Task set ::
(1) Name every company the NFL draft article compares the league to in its opening sentence.
(2) Copy everything in the NFL draft article from "For a league" down to "that insipid shield.", and rename "Voltron" to "Megazord".
(3) Write what comes next in the NFL draft article after its final sentence.

For a league that has acted for years like an unholy Voltron of Nike, Bear Stearns, Blackwater, and Halliburton, it was undeniably a good look. I’d never been so grateful to see that insipid shield.

We now live in a much different world in April 2021 than we did in April 2020, and thank God for that. This year’s draft, which begins Thursday night, will share some similarities with the 2020 version, most notably that most of the potential draftees will be appearing virtually rather than in-person, allowing us at least one sublime pleasure from the 2020 Draft: looking at the joyous homes of all the young men and their families celebrating a day they’ve been waiting for their entire lives. But most of the rest of the charm is already gone. This annual event — which, again, is simply the reading of hundreds of names of people you do not know — has returned to its signature NFL bloat.

Held in Cleveland, the actual selections will take place on a massive stage, surrounded by individual teams’ Draft War Rooms and the “Draft Theater,” where invited guests (including a few select players willing to show up in person) will be able to view and cheer on the festivities. This section includes the “exclusive Inner Circle presented by Subway,” where attendees will have the opportunity to watch Kings of Leon and Machine Gun Kelly perform. I have missed live music as much as I missed anything during this pandemic, but I am not sure I have missed it enough to watch Machine Gun Kelly in the Subway Inner Circle while the general manager of the Jacksonville Jaguars violently chews gum five feet away from me. Amusingly, the NFL says it’s holding the draft in person to “push a pro-vaccine message.”

After every sports league muddled through 2020 the best it could, everyone’s getting back to near-normal in 2021. That makes sense. There is considerable evidence that the sports boom we were expecting when sports returned last year, but never materialized (for a variety of reasons), is about to take place this summer and fall, when, thanks to vaccines and lowering infection rates, the world (or at least the U.S.) actually is about to re-open. Major League Baseball ratings, in particular, are way, way up from last year — with MLB.tv, the league’s live game streaming app, already racking up the seven most-watched days in its 20-year history.

Available data ::
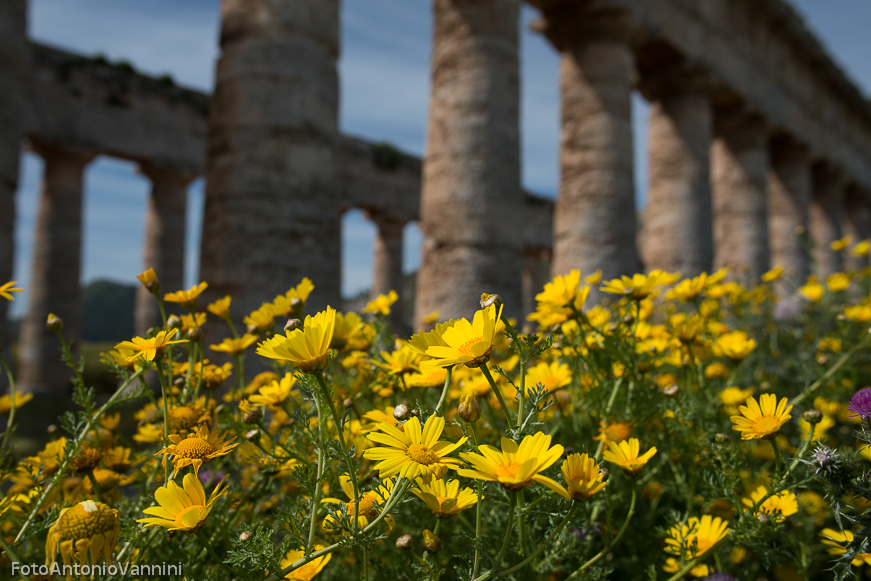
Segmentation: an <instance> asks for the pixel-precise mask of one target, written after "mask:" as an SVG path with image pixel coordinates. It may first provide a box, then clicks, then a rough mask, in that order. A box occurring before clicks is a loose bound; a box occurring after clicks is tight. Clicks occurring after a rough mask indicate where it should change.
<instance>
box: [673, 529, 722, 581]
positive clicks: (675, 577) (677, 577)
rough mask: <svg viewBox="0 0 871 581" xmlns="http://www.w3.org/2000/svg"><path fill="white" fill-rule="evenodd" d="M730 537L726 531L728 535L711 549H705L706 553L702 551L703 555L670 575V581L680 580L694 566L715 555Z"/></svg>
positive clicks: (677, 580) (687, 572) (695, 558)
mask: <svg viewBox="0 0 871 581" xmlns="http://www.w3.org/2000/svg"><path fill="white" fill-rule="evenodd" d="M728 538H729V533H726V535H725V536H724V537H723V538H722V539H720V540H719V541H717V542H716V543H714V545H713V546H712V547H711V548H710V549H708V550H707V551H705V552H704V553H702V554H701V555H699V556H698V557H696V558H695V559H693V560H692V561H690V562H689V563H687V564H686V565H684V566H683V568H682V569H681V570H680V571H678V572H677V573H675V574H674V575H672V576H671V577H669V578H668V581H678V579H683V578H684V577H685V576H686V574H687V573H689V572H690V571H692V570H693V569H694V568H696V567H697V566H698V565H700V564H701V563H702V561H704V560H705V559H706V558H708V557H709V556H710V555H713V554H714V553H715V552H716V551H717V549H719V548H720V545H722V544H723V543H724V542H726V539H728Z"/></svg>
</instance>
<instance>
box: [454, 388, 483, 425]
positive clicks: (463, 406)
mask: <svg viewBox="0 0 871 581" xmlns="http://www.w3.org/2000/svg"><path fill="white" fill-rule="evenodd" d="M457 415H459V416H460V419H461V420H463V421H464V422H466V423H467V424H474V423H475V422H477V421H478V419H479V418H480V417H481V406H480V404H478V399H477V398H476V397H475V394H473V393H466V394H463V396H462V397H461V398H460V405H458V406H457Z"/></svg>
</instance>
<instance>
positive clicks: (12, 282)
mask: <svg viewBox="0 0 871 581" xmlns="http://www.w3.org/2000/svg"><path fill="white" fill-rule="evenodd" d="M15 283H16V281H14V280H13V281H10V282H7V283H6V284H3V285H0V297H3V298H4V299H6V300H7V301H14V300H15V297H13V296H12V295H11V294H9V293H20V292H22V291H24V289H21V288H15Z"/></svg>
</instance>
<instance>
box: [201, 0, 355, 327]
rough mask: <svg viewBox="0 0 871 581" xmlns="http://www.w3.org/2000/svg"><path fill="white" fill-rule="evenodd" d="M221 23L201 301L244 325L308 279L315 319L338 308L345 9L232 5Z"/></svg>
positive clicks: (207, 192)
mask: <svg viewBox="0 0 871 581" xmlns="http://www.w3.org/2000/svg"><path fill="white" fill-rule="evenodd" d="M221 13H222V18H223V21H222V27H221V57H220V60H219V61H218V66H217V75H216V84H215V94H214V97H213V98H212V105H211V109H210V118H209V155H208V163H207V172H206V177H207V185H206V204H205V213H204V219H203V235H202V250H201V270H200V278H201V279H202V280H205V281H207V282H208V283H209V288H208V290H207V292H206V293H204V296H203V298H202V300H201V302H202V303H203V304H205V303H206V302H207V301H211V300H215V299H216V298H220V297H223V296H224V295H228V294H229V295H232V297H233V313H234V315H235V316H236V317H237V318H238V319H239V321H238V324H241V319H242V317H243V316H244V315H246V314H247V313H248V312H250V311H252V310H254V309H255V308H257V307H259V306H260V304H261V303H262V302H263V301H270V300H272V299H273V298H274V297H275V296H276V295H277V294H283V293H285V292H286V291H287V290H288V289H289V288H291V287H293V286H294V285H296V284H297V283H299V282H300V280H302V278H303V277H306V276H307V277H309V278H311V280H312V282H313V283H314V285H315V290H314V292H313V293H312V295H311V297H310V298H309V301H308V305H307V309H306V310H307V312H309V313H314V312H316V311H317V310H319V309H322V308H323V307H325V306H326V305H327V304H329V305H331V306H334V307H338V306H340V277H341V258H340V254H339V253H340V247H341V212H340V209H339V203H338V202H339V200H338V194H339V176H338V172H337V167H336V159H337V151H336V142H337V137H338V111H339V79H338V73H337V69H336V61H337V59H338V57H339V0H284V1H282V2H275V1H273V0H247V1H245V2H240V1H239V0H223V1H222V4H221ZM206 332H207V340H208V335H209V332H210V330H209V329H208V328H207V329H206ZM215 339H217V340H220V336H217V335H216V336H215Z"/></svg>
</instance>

Numbered responses ::
(1) Nike, Bear Stearns, Blackwater, Halliburton

(2)
For a league that has acted for years like an unholy Megazord of Nike, Bear Stearns, Blackwater, and Halliburton, it was undeniably a good look. I’d never been so grateful to see that insipid shield.

(3)
For better or worse, sports reflect and represent “normal”: How much can the world really be falling apart if there’s still a game on? Sports leagues and television partners thrive on this thinking, and the Everything-Is-Fine-and-Getting-Back-to-Normal mindset plays right into the NFL’s wheelhouse. The league plowed through the pandemic season with its usual heavy-footedness, making sure it had its precious television inventory ready to present no matter what. (Even if it included maybe fudging some COVID case reporting.) It was also the first American professional sports league to allow fans in the stands, which paved the way for every other league to do it too. Nothing was going to stop the NFL. As Tom Ley at Defector put it, “only the NFL could get away with this.” And they did, and were even rewarded with a Tom Brady vs. Patrick Mahomes Super Bowl for a grand (albeit not-so-grand) finale.

So now that the draft is here, marking the unofficial calendar-turning of every season, the NFL is back to its usual wooly mammoth self. The NFL Draft conversations and chatter for the last month has been irritating, irrational, infuriating, and incessant — to the point that no football fans will ever want to hear the words “Mac Jones draft stock” again the rest of their lives. This year’s Draft will be a little different, but only just a little, and otherwise the same cartoonishly exaggerated , absurdly oversold hype-fest it has been for 20 years. They are back to selling everything in sight, and it is near-impossible for the average fan to withstand. The NFL is indeed back to normal (even the country itself isn’t), and what may end up being the most heartwarming thing about this year’s NFL Draft is how we get to go back to hating the NFL Draft. As they say: Nature is healing.

Last Year’s NFL Draft Was Charming. Now the Circus Is Back.